## Given passage
The United States is one of the world’s premier pork producers and the second-largest exporter of pork globally. In 2021, the country exported $8.11 billion in pork (roughly 3 tonnes), primarily to China, Japan, Mexico and Canada, according to the USDA’s Foreign Agricultural Service (FAS). If the virus were to enter the United States, the USDA has estimated costs of approximately $50 billion over the next 10 years.
Meeker shared “even a rumor of a case” in the United States would shut down pork exports to some countries and, when the situation was contained, pork producers would have to jump through several hoops to reclaim export status. This process could take months, he added.
“It's just a major market disruption in any angle you look from,” Meeker said.
Upon first detection, the USDA and industry alike would need to move swiftly to contain — and stop — the spread of ASF to other herds. This includes state veterinary authorities and health officials, as well as federal regulatory officers. Meeker shared a 72-hour stop movement would ensue, meaning all live pigs would be contained until experts can determine how big the containment area needs to be and establish immediate and contingent plans of action.
“It would be a combination of testing and control and regulatory authorities,” he added. “Renderers and pork producers will need to cooperate and do their best to shorten the time as much as possible. Nobody wants to be responsible for spreading the disease, so everybody will be in vigilance mode.”
Like with HPAI, ASF can be spread among domestic and wild pigs, as well as through people working closely with pigs. The highly contagious virus is not infectious to humans, but people can transmit the virus through their clothing, farm equipment and uncooked pork products, according to the USDA.
“Vehicles and drivers of vehicles are a major vector that can spread it,” Meeker shared. “…Nothing's back to normal — labor is tight, drivers are tight, and now if you have to everything down by washing trucks and restricting where drivers can walk, it's going to take more people.”
Meeker shared NARA is currently putting together guidelines for its renderer members to follow in situations where transportation must go through a control zone or near a plant, as well as contingency plans for local risk and additional sanitation, banning plant visitations and keeping strict separation between raw zones and cook zones inside a facility.
According to the Iowa Department of Agriculture and Land Stewardship, symptoms of ASF in pigs include high fever, coughing, difficulty breathing, diarrhea, discharge around the eyes, pregnancy complications or weak litters, reddening or darkening of the skin on the face, vomiting, and overall weakness.
In April, a vaccine candidate for ASF passed “an important safety test required for regulatory approval” in April, inching closer to commercial availability, according to the USDA’s Agricultural Research Service (ARS).
In June 2022, the USDA’s Animal and Plant Health Inspection Service (APHIS) announced the launch of its Protect Our Pigs campaign, aiming to provide commercial pork producers, veterinarians and pig owners with resources that help safeguard against ASF. The program aims to support the United States’ first line of defense against ASF, including more than 60,000 pork producers, over 1,500 swine veterinarians, and pig owners of the estimated 250,000 to 1 million domestic pigs.
The USDA estimates 76 million pigs are at risk if ASF enters the country, which would also impact the half-million jobs supported by the pork industry.
With the threat of ASF looming over the United States, Meeker remains confident in the country’s contingency planning and preparation to prevent the virus from entering the United States and, if worse comes to worse, minimizing the impact swiftly to keep the pork industry up and running.
“I'm fairly optimistic that we're not going to get it in this country, and if we do get it, I'm fairly optimistic that it can be controlled quickly,” Meeker concluded.

Data entries
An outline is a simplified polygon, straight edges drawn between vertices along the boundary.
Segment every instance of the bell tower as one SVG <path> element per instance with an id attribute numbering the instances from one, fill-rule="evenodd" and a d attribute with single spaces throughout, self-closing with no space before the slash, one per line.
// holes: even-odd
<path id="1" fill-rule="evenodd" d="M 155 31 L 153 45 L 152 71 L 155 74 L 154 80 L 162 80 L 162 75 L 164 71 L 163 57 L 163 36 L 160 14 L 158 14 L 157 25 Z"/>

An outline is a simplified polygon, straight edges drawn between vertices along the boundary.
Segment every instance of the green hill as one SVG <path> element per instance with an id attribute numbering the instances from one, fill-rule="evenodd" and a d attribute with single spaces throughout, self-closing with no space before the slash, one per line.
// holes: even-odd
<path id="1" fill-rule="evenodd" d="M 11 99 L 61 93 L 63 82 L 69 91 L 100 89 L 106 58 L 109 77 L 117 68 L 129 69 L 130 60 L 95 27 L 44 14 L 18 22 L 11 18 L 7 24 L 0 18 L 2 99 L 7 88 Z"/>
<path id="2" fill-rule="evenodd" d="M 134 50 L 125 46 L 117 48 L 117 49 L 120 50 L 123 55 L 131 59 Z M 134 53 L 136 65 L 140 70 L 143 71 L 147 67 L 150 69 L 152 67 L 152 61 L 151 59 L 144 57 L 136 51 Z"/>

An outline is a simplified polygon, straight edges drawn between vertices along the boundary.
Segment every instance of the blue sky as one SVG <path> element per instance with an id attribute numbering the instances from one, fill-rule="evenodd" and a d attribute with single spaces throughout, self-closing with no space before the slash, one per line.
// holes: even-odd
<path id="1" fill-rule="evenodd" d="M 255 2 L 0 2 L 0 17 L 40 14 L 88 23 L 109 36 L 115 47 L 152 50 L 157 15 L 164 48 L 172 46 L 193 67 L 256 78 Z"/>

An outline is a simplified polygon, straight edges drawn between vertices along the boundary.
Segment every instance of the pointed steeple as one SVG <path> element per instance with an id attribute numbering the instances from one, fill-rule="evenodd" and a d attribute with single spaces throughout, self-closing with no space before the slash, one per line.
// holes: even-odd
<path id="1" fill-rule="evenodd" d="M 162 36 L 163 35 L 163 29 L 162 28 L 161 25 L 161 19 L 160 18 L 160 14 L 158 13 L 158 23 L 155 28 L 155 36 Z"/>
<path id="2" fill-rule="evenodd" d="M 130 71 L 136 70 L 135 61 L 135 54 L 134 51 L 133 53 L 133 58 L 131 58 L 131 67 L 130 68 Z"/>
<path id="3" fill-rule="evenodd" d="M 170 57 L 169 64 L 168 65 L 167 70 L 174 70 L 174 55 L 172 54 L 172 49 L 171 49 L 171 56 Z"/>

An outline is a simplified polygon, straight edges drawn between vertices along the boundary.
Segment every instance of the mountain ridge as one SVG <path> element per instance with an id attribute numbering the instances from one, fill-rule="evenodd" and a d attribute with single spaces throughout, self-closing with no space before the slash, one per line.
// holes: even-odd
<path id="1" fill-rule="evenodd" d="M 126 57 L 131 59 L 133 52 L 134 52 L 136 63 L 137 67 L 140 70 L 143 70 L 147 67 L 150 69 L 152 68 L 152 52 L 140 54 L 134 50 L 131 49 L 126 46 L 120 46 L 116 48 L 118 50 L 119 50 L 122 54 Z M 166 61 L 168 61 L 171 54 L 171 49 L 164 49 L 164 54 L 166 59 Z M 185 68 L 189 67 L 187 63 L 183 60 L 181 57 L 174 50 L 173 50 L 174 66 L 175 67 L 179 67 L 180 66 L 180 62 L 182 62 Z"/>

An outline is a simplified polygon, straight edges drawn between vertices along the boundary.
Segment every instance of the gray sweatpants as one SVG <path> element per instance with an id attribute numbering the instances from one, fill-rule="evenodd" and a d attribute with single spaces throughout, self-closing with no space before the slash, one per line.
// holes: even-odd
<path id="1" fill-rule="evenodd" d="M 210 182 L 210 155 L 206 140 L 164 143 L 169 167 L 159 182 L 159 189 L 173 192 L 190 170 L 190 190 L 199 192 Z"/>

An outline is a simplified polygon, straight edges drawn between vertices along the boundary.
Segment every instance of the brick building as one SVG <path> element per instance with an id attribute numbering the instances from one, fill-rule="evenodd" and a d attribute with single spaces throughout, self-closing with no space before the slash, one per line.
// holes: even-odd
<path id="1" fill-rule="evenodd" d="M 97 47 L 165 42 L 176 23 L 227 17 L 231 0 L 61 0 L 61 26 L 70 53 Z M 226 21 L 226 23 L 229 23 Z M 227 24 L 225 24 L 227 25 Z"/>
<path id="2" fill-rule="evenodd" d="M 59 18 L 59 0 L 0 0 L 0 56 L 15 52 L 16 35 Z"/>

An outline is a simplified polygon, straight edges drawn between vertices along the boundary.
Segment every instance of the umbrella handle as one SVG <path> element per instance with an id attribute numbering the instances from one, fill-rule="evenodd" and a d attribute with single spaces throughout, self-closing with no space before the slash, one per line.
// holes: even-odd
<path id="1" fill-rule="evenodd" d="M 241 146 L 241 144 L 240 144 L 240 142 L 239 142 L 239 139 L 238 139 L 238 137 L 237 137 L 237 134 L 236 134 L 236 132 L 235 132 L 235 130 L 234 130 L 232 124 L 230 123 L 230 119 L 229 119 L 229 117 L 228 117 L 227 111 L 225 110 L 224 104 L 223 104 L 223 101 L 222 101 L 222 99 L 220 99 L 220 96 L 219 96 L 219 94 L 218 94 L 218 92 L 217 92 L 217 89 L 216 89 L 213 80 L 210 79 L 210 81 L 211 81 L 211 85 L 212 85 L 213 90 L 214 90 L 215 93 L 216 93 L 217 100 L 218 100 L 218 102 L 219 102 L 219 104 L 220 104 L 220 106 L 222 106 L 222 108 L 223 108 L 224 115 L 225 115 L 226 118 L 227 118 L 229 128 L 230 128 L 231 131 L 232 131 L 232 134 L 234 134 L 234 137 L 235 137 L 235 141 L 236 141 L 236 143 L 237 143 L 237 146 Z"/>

## Exercise prompt
Copy the passage on African swine fever word for word, from "In June 2022, the" up to and including "million domestic pigs.".

## Answer for this exercise
In June 2022, the USDA’s Animal and Plant Health Inspection Service (APHIS) announced the launch of its Protect Our Pigs campaign, aiming to provide commercial pork producers, veterinarians and pig owners with resources that help safeguard against ASF. The program aims to support the United States’ first line of defense against ASF, including more than 60,000 pork producers, over 1,500 swine veterinarians, and pig owners of the estimated 250,000 to 1 million domestic pigs.